> TRECHO PARA LEITURA:
---*---
O artigo é critica a lógica punitivista, sustentada pela crença na força transformadora da lei e na regeneração pelo cárcere.

terça-feira, 15 de abril de 2025

Atualizado às 13:27

De tempos em tempos, a sociedade vê-se abalada por eventos que rompem a aparente normalidade. São manifestações de violência, revelações de corrupção e tragédias que, com implacável clareza, expõem uma verdade incômoda: existe uma grave degradação das relações sociais que poucos querem confrontar.

Nesses momentos inquietantes, a reação costuma seguir um roteiro previsível. A população, tomada por indignação e medo, exige do Estado uma resposta imediata, implacável e simbólica. Pede-se mais rigidez, mais punição, mais cadeia. Manchetes dramatizadas anunciam o renascimento do velho debate: "O país do prende e solta: onda de violência reacende debate sobre endurecimento das leis".1

Sob o peso da pressão social e sem um plano efetivo de mudança, o Estado adota uma saída conhecida: promove iniciativas legislativas superficiais que, embora sirvam para reduzir momentaneamente a inquietação pública, não passam de respostas genéricas e insuficientes diante da complexidade dos problemas reais. Aumenta-se o rigor das sanções, multiplicam-se promessas inviáveis e reforça-se um ciclo de ilusões que raramente gera resultados efetivos.
---*---
> REGISTROS DA TAREFA:
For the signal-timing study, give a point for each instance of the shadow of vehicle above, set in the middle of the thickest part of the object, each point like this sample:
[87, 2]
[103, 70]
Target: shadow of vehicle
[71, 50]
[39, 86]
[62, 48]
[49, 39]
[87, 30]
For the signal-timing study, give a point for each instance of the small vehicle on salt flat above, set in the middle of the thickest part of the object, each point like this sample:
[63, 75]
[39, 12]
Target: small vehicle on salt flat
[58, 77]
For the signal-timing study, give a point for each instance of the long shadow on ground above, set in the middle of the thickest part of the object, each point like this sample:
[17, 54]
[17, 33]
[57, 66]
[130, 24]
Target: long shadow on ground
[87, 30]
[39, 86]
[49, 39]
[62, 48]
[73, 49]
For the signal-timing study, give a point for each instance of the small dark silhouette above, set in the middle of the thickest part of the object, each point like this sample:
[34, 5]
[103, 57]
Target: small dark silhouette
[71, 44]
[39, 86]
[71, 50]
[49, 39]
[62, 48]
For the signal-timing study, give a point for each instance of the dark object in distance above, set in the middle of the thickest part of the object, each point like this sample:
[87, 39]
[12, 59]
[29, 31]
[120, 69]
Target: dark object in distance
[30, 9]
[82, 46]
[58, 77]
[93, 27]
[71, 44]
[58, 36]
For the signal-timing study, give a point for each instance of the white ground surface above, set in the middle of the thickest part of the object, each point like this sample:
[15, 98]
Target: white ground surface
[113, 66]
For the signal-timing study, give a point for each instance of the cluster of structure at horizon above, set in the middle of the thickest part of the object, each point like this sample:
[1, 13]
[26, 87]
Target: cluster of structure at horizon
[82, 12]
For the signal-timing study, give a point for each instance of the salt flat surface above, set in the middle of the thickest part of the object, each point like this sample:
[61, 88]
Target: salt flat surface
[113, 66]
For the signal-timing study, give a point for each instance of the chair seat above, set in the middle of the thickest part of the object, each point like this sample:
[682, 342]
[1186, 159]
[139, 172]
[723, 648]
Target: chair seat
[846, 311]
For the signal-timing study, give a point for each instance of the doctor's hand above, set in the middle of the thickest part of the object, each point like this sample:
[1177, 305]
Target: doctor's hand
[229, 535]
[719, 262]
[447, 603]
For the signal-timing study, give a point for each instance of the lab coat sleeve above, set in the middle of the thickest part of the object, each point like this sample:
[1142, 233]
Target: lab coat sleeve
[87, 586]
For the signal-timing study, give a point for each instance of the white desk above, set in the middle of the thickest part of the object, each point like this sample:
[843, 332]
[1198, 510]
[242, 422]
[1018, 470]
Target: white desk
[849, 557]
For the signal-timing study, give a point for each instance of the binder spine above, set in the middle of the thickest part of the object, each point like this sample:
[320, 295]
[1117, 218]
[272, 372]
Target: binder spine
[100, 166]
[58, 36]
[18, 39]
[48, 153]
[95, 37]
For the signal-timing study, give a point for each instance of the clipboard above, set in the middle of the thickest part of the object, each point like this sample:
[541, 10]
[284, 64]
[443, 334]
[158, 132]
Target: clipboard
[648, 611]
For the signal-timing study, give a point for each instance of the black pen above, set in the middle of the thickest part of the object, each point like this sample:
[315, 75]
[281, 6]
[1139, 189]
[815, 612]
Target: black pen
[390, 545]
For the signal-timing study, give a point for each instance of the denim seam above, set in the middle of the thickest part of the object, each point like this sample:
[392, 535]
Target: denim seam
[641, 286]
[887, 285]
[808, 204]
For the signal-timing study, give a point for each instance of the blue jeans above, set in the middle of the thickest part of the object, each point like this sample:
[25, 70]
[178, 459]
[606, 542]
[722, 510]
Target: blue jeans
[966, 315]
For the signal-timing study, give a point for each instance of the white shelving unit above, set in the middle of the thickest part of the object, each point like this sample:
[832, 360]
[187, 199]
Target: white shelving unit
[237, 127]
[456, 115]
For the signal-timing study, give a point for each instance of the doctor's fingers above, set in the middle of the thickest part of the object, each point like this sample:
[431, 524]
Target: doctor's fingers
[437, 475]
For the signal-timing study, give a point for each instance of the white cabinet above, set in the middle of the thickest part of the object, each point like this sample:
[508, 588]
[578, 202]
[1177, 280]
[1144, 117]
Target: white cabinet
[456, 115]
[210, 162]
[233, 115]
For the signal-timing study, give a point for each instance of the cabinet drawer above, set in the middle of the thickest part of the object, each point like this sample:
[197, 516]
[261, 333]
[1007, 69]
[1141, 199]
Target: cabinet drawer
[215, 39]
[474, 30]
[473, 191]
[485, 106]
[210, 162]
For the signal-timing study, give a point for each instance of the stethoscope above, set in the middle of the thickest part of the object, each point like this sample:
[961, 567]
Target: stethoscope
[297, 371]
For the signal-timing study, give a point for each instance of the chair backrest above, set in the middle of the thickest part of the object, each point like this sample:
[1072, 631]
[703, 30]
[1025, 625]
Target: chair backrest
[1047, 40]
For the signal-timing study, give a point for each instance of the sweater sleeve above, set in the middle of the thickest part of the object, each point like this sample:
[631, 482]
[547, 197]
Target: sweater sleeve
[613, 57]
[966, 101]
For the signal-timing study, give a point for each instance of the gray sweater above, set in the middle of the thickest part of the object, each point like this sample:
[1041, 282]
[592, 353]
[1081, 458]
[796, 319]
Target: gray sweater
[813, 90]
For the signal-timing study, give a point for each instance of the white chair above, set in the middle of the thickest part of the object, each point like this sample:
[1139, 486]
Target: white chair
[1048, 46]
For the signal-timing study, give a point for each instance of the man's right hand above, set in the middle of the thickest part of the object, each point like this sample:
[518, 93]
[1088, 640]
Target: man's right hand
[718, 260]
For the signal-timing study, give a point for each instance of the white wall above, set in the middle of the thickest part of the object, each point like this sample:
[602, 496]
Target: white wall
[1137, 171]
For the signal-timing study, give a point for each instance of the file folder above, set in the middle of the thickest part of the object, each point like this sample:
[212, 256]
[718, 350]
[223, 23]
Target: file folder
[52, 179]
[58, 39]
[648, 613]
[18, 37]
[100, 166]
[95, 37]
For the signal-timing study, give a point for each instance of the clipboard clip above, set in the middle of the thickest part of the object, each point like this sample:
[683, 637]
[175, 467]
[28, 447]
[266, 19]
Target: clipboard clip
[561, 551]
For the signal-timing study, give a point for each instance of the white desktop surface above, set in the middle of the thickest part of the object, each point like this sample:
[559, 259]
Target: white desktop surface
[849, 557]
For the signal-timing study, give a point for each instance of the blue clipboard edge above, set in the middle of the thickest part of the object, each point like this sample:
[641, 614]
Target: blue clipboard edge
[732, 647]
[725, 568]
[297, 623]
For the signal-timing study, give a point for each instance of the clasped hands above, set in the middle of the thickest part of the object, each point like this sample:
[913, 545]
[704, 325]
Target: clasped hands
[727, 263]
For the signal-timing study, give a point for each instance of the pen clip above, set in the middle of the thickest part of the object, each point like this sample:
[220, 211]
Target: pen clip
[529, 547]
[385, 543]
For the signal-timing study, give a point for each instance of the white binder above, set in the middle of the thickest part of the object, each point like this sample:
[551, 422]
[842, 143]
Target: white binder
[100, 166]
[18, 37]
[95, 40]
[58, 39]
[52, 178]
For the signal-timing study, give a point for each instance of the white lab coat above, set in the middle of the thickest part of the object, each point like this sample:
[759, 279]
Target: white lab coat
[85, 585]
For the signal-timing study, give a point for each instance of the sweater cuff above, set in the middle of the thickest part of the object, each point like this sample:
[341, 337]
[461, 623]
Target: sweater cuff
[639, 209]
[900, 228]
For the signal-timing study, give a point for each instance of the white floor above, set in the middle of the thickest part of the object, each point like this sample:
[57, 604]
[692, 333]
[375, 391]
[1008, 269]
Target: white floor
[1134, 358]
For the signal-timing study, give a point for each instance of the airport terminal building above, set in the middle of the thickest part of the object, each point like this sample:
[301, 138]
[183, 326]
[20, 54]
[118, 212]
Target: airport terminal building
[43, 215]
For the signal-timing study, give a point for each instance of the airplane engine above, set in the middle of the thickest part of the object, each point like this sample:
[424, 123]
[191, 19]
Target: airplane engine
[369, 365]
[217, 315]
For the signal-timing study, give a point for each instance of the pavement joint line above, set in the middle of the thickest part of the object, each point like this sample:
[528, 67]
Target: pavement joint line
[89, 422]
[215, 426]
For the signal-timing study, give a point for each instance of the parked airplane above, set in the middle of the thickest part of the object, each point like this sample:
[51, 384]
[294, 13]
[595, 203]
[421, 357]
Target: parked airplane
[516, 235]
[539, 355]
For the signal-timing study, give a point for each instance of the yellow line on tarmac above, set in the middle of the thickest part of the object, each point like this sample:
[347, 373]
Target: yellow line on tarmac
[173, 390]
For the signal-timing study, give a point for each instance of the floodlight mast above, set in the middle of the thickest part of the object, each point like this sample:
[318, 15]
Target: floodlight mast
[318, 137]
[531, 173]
---*---
> TAREFAS A CUMPRIR:
A. Segundo o trecho para leitura, que tipo de resposta a população exige do Estado nos momentos de indignação e medo?
B. Extraia dos registros todas as linhas que contêm a palavra "cuff", respeitando a diferença entre maiúsculas e minúsculas.

> RESPOSTAS DAS TAREFAS:
A. Uma resposta imediata, implacável e simbólica.

B.
For the signal-timing study, give a point for each instance of the sweater cuff above, set in the middle of the thickest part of the object, each point like this sample:
Target: sweater cuff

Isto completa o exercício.